§ **Objective**
Everything from the line containing "Mark one point on each instance of the glass window" to the last line of the records must be returned verbatim; nothing else belongs in the output.

* BEGIN Excerpted data *

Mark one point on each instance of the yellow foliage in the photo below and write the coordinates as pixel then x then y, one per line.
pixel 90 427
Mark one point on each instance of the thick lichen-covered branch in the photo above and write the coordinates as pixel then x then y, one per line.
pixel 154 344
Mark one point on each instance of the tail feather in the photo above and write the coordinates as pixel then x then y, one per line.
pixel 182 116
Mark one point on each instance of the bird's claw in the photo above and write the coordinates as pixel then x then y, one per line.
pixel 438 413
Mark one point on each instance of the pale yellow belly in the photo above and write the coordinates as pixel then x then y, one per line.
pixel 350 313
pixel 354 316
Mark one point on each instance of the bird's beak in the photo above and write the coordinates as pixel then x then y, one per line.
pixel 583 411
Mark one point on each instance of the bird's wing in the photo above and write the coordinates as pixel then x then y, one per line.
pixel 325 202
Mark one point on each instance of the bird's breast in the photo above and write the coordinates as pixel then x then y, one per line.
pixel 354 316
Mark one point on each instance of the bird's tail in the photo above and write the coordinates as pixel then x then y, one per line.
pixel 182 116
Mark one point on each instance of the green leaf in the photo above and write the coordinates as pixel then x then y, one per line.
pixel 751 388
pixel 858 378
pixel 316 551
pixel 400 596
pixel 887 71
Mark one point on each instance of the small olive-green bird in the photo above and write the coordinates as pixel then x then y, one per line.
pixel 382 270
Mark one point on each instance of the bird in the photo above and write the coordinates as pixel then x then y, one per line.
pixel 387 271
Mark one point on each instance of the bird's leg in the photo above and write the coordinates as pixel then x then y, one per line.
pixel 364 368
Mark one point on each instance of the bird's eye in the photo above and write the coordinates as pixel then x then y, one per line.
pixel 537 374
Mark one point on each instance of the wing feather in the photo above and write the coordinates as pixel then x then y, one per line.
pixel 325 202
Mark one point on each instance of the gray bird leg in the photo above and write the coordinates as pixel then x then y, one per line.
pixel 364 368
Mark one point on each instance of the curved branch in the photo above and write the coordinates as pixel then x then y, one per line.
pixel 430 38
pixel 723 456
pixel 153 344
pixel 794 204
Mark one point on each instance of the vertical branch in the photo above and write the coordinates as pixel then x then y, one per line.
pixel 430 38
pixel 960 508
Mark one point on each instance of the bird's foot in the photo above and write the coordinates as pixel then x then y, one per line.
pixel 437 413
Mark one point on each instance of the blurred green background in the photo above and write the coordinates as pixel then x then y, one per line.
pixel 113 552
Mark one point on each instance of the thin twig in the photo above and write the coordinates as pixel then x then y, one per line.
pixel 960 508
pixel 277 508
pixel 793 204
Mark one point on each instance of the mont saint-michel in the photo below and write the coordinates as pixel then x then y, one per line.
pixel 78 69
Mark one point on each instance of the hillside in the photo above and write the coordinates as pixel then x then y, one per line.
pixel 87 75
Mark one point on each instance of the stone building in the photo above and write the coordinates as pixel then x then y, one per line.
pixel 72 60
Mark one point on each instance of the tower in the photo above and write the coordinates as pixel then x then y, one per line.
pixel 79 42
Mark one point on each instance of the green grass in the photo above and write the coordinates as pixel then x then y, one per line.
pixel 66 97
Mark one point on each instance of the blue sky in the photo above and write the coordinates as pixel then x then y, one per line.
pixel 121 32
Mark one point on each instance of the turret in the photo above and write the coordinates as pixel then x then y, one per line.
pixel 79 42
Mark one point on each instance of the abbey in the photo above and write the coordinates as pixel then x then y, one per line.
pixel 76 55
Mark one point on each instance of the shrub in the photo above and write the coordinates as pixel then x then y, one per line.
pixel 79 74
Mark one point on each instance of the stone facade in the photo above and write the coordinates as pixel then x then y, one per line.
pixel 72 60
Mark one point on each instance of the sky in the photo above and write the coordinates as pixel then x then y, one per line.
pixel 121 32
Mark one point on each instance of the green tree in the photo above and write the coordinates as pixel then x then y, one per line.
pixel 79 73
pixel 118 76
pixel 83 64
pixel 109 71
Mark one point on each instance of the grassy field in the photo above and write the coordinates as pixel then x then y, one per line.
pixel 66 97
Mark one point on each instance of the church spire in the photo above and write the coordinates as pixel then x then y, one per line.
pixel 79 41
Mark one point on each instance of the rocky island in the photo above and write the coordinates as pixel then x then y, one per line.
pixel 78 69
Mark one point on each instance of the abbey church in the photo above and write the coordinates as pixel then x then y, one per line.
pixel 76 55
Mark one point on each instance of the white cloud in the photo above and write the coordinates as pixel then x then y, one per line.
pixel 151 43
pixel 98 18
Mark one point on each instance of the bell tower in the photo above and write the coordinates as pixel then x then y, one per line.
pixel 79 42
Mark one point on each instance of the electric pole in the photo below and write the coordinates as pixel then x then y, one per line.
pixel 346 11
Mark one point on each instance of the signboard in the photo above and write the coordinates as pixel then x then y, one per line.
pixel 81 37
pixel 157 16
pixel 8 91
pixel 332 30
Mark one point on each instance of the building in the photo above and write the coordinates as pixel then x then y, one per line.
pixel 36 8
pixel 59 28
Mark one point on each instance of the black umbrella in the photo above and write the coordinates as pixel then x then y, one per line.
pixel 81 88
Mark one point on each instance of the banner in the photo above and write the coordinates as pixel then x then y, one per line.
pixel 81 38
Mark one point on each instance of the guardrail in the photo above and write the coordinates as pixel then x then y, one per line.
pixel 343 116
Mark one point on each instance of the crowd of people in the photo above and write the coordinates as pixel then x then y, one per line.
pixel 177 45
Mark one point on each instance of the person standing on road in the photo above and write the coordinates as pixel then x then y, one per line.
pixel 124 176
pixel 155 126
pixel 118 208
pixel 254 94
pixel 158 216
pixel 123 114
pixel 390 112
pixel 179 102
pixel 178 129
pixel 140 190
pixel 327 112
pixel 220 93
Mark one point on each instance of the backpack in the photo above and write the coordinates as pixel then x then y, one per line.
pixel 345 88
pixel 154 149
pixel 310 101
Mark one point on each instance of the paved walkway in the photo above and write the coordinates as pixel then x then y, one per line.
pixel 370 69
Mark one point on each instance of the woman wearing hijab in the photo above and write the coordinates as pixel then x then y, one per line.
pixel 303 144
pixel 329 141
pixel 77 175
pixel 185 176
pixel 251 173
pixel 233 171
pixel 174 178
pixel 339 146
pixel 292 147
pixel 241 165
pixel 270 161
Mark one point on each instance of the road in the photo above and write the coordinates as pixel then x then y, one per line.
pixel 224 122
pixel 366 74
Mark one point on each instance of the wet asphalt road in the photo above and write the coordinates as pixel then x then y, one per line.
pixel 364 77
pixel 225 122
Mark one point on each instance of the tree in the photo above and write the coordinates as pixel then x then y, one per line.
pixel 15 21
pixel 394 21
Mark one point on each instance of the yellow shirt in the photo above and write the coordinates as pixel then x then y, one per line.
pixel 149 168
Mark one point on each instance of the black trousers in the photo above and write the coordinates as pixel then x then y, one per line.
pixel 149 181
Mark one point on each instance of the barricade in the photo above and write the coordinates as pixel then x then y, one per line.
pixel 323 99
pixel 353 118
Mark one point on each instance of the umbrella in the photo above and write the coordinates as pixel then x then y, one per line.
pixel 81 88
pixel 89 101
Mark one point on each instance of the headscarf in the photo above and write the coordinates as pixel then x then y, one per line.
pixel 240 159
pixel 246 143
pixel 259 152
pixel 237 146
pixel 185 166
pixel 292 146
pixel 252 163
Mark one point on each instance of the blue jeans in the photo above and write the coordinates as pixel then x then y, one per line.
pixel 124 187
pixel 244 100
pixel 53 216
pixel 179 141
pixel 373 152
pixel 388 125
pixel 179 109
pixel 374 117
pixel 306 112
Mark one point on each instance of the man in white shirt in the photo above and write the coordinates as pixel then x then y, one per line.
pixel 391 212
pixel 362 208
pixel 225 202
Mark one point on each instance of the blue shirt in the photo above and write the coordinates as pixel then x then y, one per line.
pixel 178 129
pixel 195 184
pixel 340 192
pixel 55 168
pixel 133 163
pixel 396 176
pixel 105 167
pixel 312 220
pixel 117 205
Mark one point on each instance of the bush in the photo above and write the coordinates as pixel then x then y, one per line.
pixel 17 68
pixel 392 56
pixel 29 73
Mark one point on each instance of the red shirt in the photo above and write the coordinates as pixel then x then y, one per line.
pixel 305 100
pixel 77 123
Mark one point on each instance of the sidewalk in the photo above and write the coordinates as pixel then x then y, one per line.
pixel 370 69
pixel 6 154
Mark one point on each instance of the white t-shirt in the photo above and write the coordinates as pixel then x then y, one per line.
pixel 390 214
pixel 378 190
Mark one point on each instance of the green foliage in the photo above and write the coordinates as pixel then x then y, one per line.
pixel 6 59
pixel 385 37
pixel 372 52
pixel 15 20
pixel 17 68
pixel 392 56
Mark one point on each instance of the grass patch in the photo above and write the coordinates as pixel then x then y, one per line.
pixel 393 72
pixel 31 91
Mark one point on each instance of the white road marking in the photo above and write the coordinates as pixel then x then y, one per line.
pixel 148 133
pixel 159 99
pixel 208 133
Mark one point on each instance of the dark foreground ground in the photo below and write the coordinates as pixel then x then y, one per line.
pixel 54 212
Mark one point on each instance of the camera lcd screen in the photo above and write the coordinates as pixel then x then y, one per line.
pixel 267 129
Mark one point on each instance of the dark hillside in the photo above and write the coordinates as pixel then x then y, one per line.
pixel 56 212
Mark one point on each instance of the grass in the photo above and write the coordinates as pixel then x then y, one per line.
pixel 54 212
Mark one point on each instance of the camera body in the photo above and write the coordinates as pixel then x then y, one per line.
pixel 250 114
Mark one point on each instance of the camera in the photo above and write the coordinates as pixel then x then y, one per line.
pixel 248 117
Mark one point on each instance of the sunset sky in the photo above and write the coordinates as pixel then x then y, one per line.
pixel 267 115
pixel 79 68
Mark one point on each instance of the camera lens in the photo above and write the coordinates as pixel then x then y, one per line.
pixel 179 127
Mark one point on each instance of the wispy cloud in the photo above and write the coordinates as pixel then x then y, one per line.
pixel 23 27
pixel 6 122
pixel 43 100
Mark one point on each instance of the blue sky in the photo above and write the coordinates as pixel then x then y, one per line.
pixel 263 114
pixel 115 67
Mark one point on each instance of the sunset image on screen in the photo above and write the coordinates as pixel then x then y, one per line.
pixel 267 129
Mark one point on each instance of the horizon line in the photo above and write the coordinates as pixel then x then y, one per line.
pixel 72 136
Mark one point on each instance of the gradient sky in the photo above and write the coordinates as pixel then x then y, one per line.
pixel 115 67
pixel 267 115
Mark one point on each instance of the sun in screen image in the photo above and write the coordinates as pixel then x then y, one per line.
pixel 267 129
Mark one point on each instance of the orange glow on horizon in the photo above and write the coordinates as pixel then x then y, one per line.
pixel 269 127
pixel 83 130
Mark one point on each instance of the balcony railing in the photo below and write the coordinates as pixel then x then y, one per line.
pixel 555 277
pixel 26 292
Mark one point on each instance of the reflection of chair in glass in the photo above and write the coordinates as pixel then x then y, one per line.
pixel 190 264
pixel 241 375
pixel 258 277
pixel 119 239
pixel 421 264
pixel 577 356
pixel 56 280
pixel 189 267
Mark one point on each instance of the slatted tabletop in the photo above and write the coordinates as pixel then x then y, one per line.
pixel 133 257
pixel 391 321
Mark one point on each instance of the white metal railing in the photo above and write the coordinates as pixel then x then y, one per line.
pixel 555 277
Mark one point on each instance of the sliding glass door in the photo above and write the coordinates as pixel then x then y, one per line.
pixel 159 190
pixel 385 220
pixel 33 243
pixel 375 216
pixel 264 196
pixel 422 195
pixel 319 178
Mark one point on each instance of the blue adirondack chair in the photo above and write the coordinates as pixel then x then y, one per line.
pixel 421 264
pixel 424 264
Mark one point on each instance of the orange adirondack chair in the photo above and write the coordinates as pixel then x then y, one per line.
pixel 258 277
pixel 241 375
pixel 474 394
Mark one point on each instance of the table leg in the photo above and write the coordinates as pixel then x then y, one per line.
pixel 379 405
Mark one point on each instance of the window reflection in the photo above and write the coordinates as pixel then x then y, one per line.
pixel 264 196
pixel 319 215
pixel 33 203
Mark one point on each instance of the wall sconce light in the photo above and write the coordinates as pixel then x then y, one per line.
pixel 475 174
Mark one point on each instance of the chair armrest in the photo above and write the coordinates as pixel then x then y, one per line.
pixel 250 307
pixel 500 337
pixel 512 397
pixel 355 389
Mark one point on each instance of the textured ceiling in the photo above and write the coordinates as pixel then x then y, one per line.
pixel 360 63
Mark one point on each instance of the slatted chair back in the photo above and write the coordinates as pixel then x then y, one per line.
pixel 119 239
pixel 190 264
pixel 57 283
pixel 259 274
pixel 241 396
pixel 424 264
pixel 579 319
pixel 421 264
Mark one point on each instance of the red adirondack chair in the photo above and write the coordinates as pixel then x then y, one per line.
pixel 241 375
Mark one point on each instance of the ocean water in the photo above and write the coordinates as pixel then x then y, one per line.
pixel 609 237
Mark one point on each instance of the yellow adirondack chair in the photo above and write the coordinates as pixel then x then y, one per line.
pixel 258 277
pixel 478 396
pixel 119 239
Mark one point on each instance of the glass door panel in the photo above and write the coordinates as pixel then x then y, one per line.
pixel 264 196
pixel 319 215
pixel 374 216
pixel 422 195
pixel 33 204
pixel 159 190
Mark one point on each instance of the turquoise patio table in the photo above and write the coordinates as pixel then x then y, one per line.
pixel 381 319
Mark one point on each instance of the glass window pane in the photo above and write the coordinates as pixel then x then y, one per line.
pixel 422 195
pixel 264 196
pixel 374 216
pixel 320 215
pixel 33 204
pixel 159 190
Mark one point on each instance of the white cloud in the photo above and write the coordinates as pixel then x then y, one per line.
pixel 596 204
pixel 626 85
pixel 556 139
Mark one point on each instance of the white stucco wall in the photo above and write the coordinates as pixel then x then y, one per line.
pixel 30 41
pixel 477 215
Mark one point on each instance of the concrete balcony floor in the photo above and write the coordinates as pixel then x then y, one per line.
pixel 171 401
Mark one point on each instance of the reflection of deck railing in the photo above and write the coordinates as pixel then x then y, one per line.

* END Excerpted data *

§ **Result for this exercise**
Mark one point on each instance of the glass window pane in the photo above and write the coordinates as pixel then x then y, one per line.
pixel 422 195
pixel 264 196
pixel 374 216
pixel 320 215
pixel 33 204
pixel 159 190
Mark one point on each instance of the white cloud in the photo above and write the coordinates as pixel then x then y, one per line.
pixel 596 204
pixel 626 85
pixel 556 139
Mark one point on each instance of the white stucco wall in the photo above and write the coordinates as pixel then x then y, one per line.
pixel 30 41
pixel 477 215
Mark one point on each instance of the concrete balcony floor in the photo above and write the coordinates as pixel then x then y, one per line.
pixel 171 401
Mark one point on each instance of the reflection of deck railing in the photo above and write the coordinates as pixel then x then y, one per line.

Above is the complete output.